Exercise materials:

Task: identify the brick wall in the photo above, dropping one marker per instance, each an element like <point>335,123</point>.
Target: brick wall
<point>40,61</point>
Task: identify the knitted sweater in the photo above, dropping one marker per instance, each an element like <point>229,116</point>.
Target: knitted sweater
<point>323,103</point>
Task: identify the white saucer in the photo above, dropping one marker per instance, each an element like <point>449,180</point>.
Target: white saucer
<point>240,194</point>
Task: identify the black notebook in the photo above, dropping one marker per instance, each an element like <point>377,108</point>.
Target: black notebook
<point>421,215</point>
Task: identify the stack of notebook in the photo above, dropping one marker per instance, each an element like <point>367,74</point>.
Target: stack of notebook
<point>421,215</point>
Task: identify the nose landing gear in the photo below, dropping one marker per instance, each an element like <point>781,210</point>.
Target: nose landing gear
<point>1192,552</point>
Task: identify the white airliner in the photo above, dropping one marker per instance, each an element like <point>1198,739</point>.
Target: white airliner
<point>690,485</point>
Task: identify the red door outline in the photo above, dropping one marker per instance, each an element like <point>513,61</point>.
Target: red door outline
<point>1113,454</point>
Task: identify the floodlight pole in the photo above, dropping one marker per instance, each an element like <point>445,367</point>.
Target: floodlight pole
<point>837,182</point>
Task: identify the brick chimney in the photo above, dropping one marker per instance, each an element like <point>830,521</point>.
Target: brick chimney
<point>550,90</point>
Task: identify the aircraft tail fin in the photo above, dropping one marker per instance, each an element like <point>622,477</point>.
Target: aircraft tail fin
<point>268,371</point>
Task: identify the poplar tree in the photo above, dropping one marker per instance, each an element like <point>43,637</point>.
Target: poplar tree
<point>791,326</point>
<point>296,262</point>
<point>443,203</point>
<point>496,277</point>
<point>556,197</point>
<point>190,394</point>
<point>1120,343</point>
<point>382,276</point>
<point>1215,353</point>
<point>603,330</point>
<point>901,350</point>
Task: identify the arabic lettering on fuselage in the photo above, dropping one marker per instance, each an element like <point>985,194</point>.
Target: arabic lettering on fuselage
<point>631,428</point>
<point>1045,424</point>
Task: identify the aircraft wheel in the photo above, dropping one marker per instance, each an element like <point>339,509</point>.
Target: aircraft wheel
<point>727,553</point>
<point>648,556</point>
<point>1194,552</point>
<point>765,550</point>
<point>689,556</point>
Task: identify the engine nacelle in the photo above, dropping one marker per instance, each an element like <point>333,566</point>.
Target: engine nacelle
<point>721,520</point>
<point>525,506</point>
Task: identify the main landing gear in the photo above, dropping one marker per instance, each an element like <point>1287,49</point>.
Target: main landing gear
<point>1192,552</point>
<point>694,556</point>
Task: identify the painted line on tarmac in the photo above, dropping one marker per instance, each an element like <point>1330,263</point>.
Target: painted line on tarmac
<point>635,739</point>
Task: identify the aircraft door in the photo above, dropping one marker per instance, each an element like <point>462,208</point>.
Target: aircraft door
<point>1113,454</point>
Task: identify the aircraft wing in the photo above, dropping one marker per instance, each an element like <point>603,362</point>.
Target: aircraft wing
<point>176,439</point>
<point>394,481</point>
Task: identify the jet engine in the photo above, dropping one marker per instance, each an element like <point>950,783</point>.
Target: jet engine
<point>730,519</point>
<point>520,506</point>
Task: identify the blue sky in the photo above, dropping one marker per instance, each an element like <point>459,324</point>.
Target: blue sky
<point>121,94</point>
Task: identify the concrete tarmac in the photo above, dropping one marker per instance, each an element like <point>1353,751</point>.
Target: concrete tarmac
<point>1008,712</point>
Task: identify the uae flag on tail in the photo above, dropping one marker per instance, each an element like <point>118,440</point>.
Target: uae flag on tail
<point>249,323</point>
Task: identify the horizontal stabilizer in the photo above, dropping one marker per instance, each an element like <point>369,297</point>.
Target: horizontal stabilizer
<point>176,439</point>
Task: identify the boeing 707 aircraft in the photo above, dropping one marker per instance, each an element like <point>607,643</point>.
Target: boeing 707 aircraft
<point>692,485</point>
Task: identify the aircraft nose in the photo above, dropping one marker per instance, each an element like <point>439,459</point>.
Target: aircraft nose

Problem description: Rewrite every line of the records above as a numbered list, leaving out any blank lines.

Task answer:
1. Task: identify the brick wall in the photo above, dropping one marker per instance, each an element like <point>335,123</point>.
2. Target: brick wall
3. <point>40,61</point>
4. Task: identify the knitted sweater in the photo above, dropping one marker per instance, each an element like <point>229,116</point>.
5. Target: knitted sweater
6. <point>323,103</point>
7. Task: identify the white saucer in the photo above, dropping one marker per instance, each an element like <point>449,180</point>.
8. Target: white saucer
9. <point>240,194</point>
10. Task: identify the black notebook in the photo above, dropping one marker per instance, each an element like <point>377,108</point>.
11. Target: black notebook
12. <point>421,215</point>
13. Task: identify the stack of notebook in the photo above, dropping one marker per instance, each an element like <point>367,74</point>.
14. Target: stack of notebook
15. <point>421,215</point>
16. Task: identify the nose landing gear in the photo below, dropping one marker per instance, each an element like <point>781,210</point>.
17. Target: nose landing gear
18. <point>1192,552</point>
19. Task: identify the white airliner in the photo above, dropping one marker per instance, each an element like <point>1198,739</point>.
20. Target: white airliner
21. <point>690,485</point>
22. Task: identify the red door outline in the photo above, dropping one marker per instance, each an element like <point>513,61</point>.
23. Target: red door outline
24. <point>1113,454</point>
25. Task: identify the floodlight pole in the photo above, dropping one marker per instance, each an element like <point>445,367</point>.
26. Target: floodlight pole
27. <point>837,182</point>
28. Task: identify the brick chimney in the photo above, dropping one marker per instance, each an element like <point>830,521</point>.
29. Target: brick chimney
30. <point>550,90</point>
31. Task: identify the aircraft tail fin in the photo above, dropping one marker per instance, each an element like <point>622,477</point>.
32. Target: aircraft tail fin
33. <point>268,371</point>
34. Task: identify the poplar tree in the photo above, dropping one marker per instance, each an element like <point>43,637</point>.
35. Target: poplar tree
36. <point>791,326</point>
37. <point>296,262</point>
38. <point>443,203</point>
39. <point>496,277</point>
40. <point>556,197</point>
41. <point>190,394</point>
42. <point>1120,343</point>
43. <point>382,276</point>
44. <point>1215,353</point>
45. <point>603,330</point>
46. <point>901,350</point>
47. Task: identify the arabic lettering on fuselage in the photo above, dropping one marker per instance, each an element like <point>985,194</point>.
48. Target: arabic lettering on fuselage
49. <point>631,428</point>
50. <point>1045,424</point>
51. Task: identify the aircraft wheel in the photo above, dropping one marker per instance, each an element like <point>339,509</point>.
52. Target: aircraft wheel
53. <point>727,553</point>
54. <point>648,556</point>
55. <point>1194,552</point>
56. <point>765,550</point>
57. <point>689,556</point>
58. Task: identify the engine nacelle in the photo above, dropping one marker per instance, each an element like <point>333,566</point>.
59. Target: engine nacelle
60. <point>721,520</point>
61. <point>525,506</point>
62. Task: identify the main landing gear in the photo above, dropping one marker per instance, each an element like <point>1287,49</point>.
63. Target: main landing gear
64. <point>1192,552</point>
65. <point>694,556</point>
66. Task: identify the painted line on tarmac in the photo above, dropping one marker per instance, each an element like <point>1330,263</point>.
67. Target: painted line on tarmac
68. <point>635,739</point>
69. Task: identify the aircraft door in the photo above, dropping one marker per instance, each an element like <point>462,208</point>.
70. Target: aircraft door
71. <point>1113,454</point>
72. Task: identify the aircraft wing in the photo above, dropping one marker per instance, each an element like <point>603,362</point>.
73. Target: aircraft wing
74. <point>176,439</point>
75. <point>394,481</point>
76. Task: identify the jet engine in the photo above, dropping one marker per instance, each an element like <point>950,783</point>.
77. Target: jet engine
78. <point>730,519</point>
79. <point>520,506</point>
80. Task: identify the blue sky in the photo above, dropping one marker per instance, each an element like <point>459,324</point>.
81. Target: blue sky
82. <point>121,94</point>
83. Task: identify the concrete tarmac in the photo above, dropping one marker per instance, each an element like <point>1353,751</point>.
84. Target: concrete tarmac
85. <point>1008,712</point>
86. Task: identify the uae flag on tail in the photo above, dropping one marker per instance, each an element like <point>118,440</point>.
87. Target: uae flag on tail
88. <point>249,323</point>
89. Task: identify the horizontal stabilizer in the photo above, dropping one marker per instance, each an element like <point>369,297</point>.
90. Target: horizontal stabilizer
91. <point>176,439</point>
92. Task: identify the boeing 707 aircraft in the photo above, dropping one marker per instance, each an element like <point>607,643</point>.
93. Target: boeing 707 aircraft
94. <point>692,485</point>
95. Task: identify the aircraft nose in the photo above, dropping one marker per instance, each an element like <point>439,459</point>.
96. Target: aircraft nose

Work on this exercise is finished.